WORK REQUIRED:
Skip every image and restate the data word for word.

═══ GIVEN RECORDS

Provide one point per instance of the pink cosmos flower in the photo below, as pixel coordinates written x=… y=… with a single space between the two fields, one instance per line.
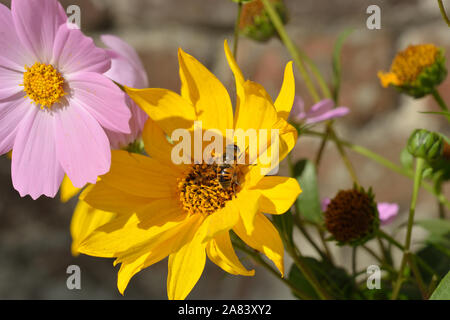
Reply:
x=386 y=211
x=126 y=69
x=321 y=111
x=55 y=101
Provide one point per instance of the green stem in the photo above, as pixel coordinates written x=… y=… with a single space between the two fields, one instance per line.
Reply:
x=290 y=46
x=258 y=259
x=417 y=180
x=386 y=163
x=315 y=71
x=308 y=237
x=304 y=269
x=236 y=30
x=440 y=102
x=418 y=276
x=444 y=15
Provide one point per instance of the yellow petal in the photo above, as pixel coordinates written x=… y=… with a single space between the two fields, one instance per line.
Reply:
x=206 y=93
x=248 y=203
x=257 y=112
x=143 y=256
x=278 y=194
x=221 y=252
x=68 y=191
x=167 y=108
x=220 y=221
x=140 y=175
x=285 y=98
x=269 y=158
x=239 y=79
x=85 y=220
x=185 y=268
x=104 y=197
x=265 y=238
x=126 y=232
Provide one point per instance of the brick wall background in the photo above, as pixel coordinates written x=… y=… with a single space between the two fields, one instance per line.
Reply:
x=34 y=235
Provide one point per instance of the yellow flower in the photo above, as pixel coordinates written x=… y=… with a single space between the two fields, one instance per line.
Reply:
x=85 y=219
x=416 y=70
x=161 y=207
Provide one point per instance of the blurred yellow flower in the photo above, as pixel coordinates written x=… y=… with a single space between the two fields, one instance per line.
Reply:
x=416 y=71
x=160 y=206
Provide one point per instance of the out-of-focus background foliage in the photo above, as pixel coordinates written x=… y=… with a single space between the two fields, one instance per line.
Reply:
x=34 y=235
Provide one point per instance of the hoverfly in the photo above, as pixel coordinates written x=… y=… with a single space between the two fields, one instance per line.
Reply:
x=227 y=173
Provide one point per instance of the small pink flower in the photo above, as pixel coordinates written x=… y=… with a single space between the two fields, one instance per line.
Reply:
x=55 y=102
x=386 y=211
x=126 y=69
x=321 y=111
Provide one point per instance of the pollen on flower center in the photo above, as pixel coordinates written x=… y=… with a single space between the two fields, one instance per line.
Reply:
x=200 y=191
x=43 y=84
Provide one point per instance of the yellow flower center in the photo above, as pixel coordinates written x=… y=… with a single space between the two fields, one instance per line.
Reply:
x=43 y=84
x=409 y=63
x=206 y=188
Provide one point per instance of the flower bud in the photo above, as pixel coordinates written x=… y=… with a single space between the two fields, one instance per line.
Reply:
x=416 y=71
x=426 y=144
x=352 y=216
x=255 y=23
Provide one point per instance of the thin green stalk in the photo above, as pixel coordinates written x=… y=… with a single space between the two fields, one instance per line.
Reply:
x=236 y=30
x=304 y=269
x=290 y=46
x=443 y=13
x=343 y=155
x=315 y=71
x=418 y=276
x=420 y=163
x=440 y=102
x=308 y=237
x=386 y=163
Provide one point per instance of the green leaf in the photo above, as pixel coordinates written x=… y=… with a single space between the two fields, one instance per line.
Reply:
x=308 y=203
x=337 y=62
x=335 y=280
x=442 y=291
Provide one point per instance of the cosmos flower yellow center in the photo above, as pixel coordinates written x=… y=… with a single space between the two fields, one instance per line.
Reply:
x=43 y=84
x=409 y=63
x=201 y=190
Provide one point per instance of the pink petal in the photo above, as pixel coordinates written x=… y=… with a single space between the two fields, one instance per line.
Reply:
x=74 y=52
x=102 y=99
x=13 y=56
x=81 y=145
x=35 y=169
x=324 y=204
x=10 y=82
x=12 y=111
x=137 y=122
x=37 y=22
x=126 y=67
x=328 y=115
x=387 y=212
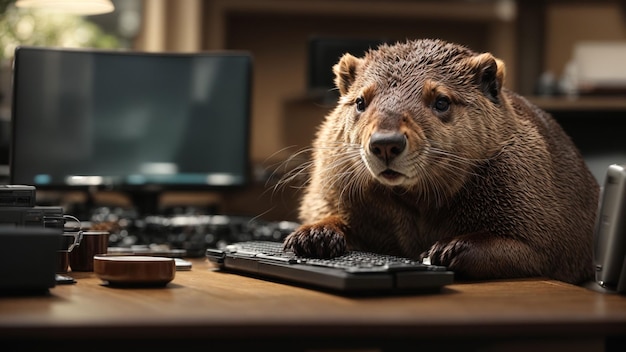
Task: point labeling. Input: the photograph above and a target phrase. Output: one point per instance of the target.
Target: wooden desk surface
(203, 304)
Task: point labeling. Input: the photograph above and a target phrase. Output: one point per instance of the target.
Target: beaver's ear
(490, 73)
(345, 72)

══════

SOLUTION TO THE EXERCISE:
Provide one point per instance of the pink cosmos flower in the photo below, as pixel coordinates written x=… y=… with a single space between the two fields, one instance per line.
Reply:
x=386 y=211
x=126 y=69
x=321 y=111
x=55 y=101
Provide one point per instance of the green stem in the photo above, as pixel coordinates written x=… y=… with a single space between the two fields, one instance per line.
Reply:
x=290 y=46
x=258 y=259
x=417 y=180
x=386 y=163
x=315 y=71
x=308 y=237
x=304 y=269
x=236 y=30
x=440 y=102
x=418 y=276
x=444 y=15
Provide one point per instance of the yellow petal in the photo above, as pixel coordinates written x=… y=… with a single space between the two fields, one instance per line.
Reply:
x=206 y=93
x=248 y=203
x=257 y=112
x=143 y=256
x=278 y=194
x=221 y=252
x=68 y=191
x=167 y=108
x=220 y=221
x=140 y=175
x=285 y=98
x=269 y=158
x=239 y=79
x=85 y=220
x=185 y=268
x=104 y=197
x=265 y=238
x=126 y=232
Provide one point per instance of the brick wall background in the photo above, as pixel coordinates written x=… y=… with a single space between the two fields, one instance per line.
Reply:
x=34 y=235
Provide one point per instance of the yellow flower in the photo above, as pixel coordinates written x=… y=… with a single space between the two fields, one instance per line.
Reply:
x=85 y=219
x=416 y=70
x=161 y=207
Provide one point per instance of the blurred yellow flower in the photo above, as pixel coordinates written x=… y=… with a single space between the two fields, one instance per line.
Reply:
x=416 y=71
x=160 y=206
Provide one point per instance of the out-of-focus background foliage in the photo above, as pixel coordinates written x=… y=… with a single space between the two fields, one instance per line.
Reply:
x=34 y=235
Provide one point per instance of the hoverfly in the photo above, as pixel coordinates written x=… y=… with a single space between the two fields, one instance per line.
Reply:
x=227 y=173
Provide one point per instance of the small pink flower in the photo above, as pixel coordinates written x=… y=… with a single space between the two fields, one instance per line.
Reply:
x=55 y=102
x=386 y=211
x=126 y=69
x=321 y=111
Provide one point per instance of the pollen on flower center in the photo above, as pixel coordinates written x=… y=… with a single space between the two fields, one instance per line.
Reply:
x=200 y=191
x=43 y=84
Provide one point per instance of the yellow flower center in the photo above, as pixel coordinates written x=… y=… with a single space between the two fields, one instance per line.
Reply:
x=43 y=84
x=409 y=63
x=206 y=188
Provide one point per instance of the flower bud in the photo above, as pixel coordinates written x=… y=… with a single space between the two fields, one instance per line.
Reply:
x=416 y=71
x=426 y=144
x=352 y=216
x=255 y=23
Provide one point per instance of the thin green stalk in the photo above, as pixel coordinates written x=… y=… with a single space between the two fields, one instance per line.
Reply:
x=236 y=30
x=304 y=269
x=290 y=46
x=443 y=13
x=343 y=155
x=315 y=71
x=418 y=276
x=420 y=163
x=440 y=102
x=308 y=237
x=386 y=163
Provide one point per instance of the green leaf in the photo above, as pixel coordinates written x=… y=… with a single space between the two fields, one instance per line.
Reply:
x=308 y=203
x=337 y=62
x=335 y=280
x=442 y=291
Provide one point per instance of the cosmos flower yellow center in the photo above, as pixel coordinates written x=… y=… with a single space between the two fields, one instance per line.
Reply:
x=43 y=84
x=409 y=63
x=201 y=190
Provide one point per instance of the pink petal in the photo above, as pixel coordinates written x=… y=… with a single space between the two fields, one instance per line.
Reply:
x=74 y=52
x=102 y=99
x=13 y=56
x=81 y=145
x=35 y=169
x=324 y=204
x=10 y=82
x=12 y=111
x=137 y=122
x=37 y=22
x=126 y=67
x=328 y=115
x=387 y=212
Task: point labeling. Input: the photograph above and a target phrase. Output: one point per instance of the target.
Target: wooden desk surface
(203, 304)
Task: point labeling. Input: the photograph above and a target phrase. Output: one point per instance of the target.
Target: beaver's ear
(490, 73)
(345, 72)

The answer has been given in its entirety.